▶ [EXCERPTED PASSAGE]:
● ● ● ● ●

Something Strange Is Happening In The Chinese Real Estate Market

Despite the official data suggesting that home prices aren’t really falling much, there are something rather more interesting that I have been reading and hearing for a while now.

Since probably a month or two ago (or perhaps longer?), there are various reports suggesting that prices in the primary residential market are getting cheaper than secondary residential market, i.e. new homes are getting cheaper than second-hand properties.  This was particularly true for those in the fringe areas of big cities, but there are more and more such anecdotes in more and more cities.  Apple Daily in Hong Kong points out that the phenomenon is getting more widespread in cities like Beijing, Shenzhen, Shanghai, and Guangzhou, and in other second-tier cities like Tianjin, Chongqing, Wuhan, Ningbo, etc.  This is not very usual, but that is pointing to something rather more ominous.  In the meantime, unsold flats in Beijing (including flats available for pre-sale and completed flats) amounted to 108,181 units according to Xinhua.  Aggressive administrative measures have taken the steam out of the market, leading to low transaction volume and accumulating unsold inventories even though prices aren’t moving very much, even with increases in some places.

● ● ● ● ●

▶ [PROBLEM TO WORK ON]: Transcribe the Chinese real estate market post above word for word, reproducing every sentence and its punctuation without change.

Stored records

● ● ● ● ●

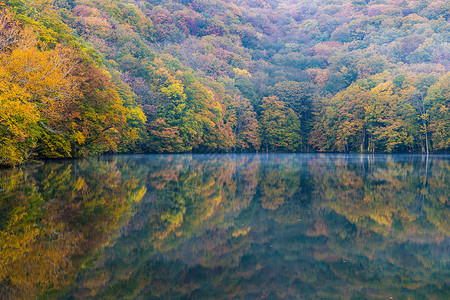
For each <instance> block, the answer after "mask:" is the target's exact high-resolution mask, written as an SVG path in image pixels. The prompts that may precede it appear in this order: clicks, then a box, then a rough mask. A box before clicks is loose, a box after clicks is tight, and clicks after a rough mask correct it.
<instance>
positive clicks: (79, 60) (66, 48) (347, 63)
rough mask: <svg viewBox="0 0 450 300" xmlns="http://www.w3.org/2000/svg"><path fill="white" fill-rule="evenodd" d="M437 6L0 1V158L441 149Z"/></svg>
mask: <svg viewBox="0 0 450 300" xmlns="http://www.w3.org/2000/svg"><path fill="white" fill-rule="evenodd" d="M449 20H450V2H448V1H445V0H438V1H431V0H417V1H415V0H375V1H372V0H351V1H350V0H344V1H337V0H315V1H308V0H299V1H289V0H286V1H276V0H274V1H262V0H259V1H258V0H248V1H247V0H232V1H220V0H218V1H211V0H194V1H190V0H180V1H163V0H161V1H159V0H141V1H137V0H108V1H106V0H3V2H0V101H1V102H0V104H1V105H0V164H1V165H15V164H18V163H21V162H23V161H26V160H27V159H30V158H33V157H49V158H55V157H80V156H85V155H89V154H96V153H104V152H150V153H154V152H158V153H161V152H166V153H167V152H171V153H180V152H192V151H194V152H212V151H222V152H229V151H238V152H241V151H258V150H259V151H273V152H298V151H326V152H362V153H365V152H370V153H376V152H390V153H395V152H402V153H405V152H407V153H443V152H448V151H449V150H450V113H449V109H450V74H449V72H450V44H449V43H450V30H449V29H450V23H449Z"/></svg>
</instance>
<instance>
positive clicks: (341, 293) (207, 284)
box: [0, 154, 450, 299]
mask: <svg viewBox="0 0 450 300" xmlns="http://www.w3.org/2000/svg"><path fill="white" fill-rule="evenodd" d="M0 191H1V194H0V201H1V202H0V268H1V269H0V298H2V299H8V298H10V299H16V298H17V299H18V298H26V299H29V298H35V297H40V298H45V299H48V298H61V299H73V298H98V299H104V298H118V299H124V298H125V299H126V298H131V299H180V298H181V299H184V298H187V299H223V298H225V299H230V298H232V299H277V298H280V299H299V298H300V299H317V298H325V299H328V298H382V299H389V298H390V297H392V298H393V299H403V298H412V299H415V298H417V299H425V298H435V299H446V298H447V299H448V298H449V297H450V201H449V198H450V156H429V157H428V158H427V157H425V156H407V155H393V156H389V155H375V156H371V155H332V154H285V155H283V154H281V155H280V154H273V155H256V154H244V155H130V156H103V157H99V158H89V159H83V160H71V161H51V162H46V163H45V164H43V165H36V166H32V165H30V166H25V167H22V168H16V169H10V170H0Z"/></svg>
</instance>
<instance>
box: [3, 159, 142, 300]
mask: <svg viewBox="0 0 450 300" xmlns="http://www.w3.org/2000/svg"><path fill="white" fill-rule="evenodd" d="M126 173H127V166H126V165H123V164H120V165H119V166H118V165H117V162H116V161H113V162H109V163H108V162H101V161H94V160H83V161H78V162H76V163H73V164H67V163H49V164H46V165H44V166H42V167H28V168H23V169H12V170H7V171H5V172H2V173H1V176H2V177H1V178H0V185H1V189H2V191H4V193H2V195H1V196H0V212H1V215H2V216H3V217H2V222H1V224H0V298H33V297H35V296H36V295H38V294H40V293H41V292H43V291H44V289H48V288H52V289H58V288H61V287H64V286H66V285H68V284H69V283H70V282H71V281H72V280H73V276H74V274H75V273H76V271H77V269H78V268H79V266H80V262H81V260H82V259H83V257H85V255H86V254H88V253H92V252H93V251H94V250H95V249H96V248H98V247H99V246H101V245H102V244H104V243H106V242H107V241H108V240H109V239H110V235H111V233H112V232H114V231H115V230H116V229H117V227H118V225H119V220H121V219H123V218H124V215H125V214H126V211H127V210H129V208H130V204H132V203H133V200H134V201H138V200H140V198H142V197H143V194H144V193H145V189H143V188H142V185H141V184H140V182H139V180H138V179H137V178H135V177H134V176H132V177H129V175H127V174H126Z"/></svg>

● ● ● ● ●

▶ [RESPONSE BELOW]:
Something Strange Is Happening In The Chinese Real Estate Market

Despite the official data suggesting that home prices aren’t really falling much, there are something rather more interesting that I have been reading and hearing for a while now.

Since probably a month or two ago (or perhaps longer?), there are various reports suggesting that prices in the primary residential market are getting cheaper than secondary residential market, i.e. new homes are getting cheaper than second-hand properties.  This was particularly true for those in the fringe areas of big cities, but there are more and more such anecdotes in more and more cities.  Apple Daily in Hong Kong points out that the phenomenon is getting more widespread in cities like Beijing, Shenzhen, Shanghai, and Guangzhou, and in other second-tier cities like Tianjin, Chongqing, Wuhan, Ningbo, etc.  This is not very usual, but that is pointing to something rather more ominous.  In the meantime, unsold flats in Beijing (including flats available for pre-sale and completed flats) amounted to 108,181 units according to Xinhua.  Aggressive administrative measures have taken the steam out of the market, leading to low transaction volume and accumulating unsold inventories even though prices aren’t moving very much, even with increases in some places.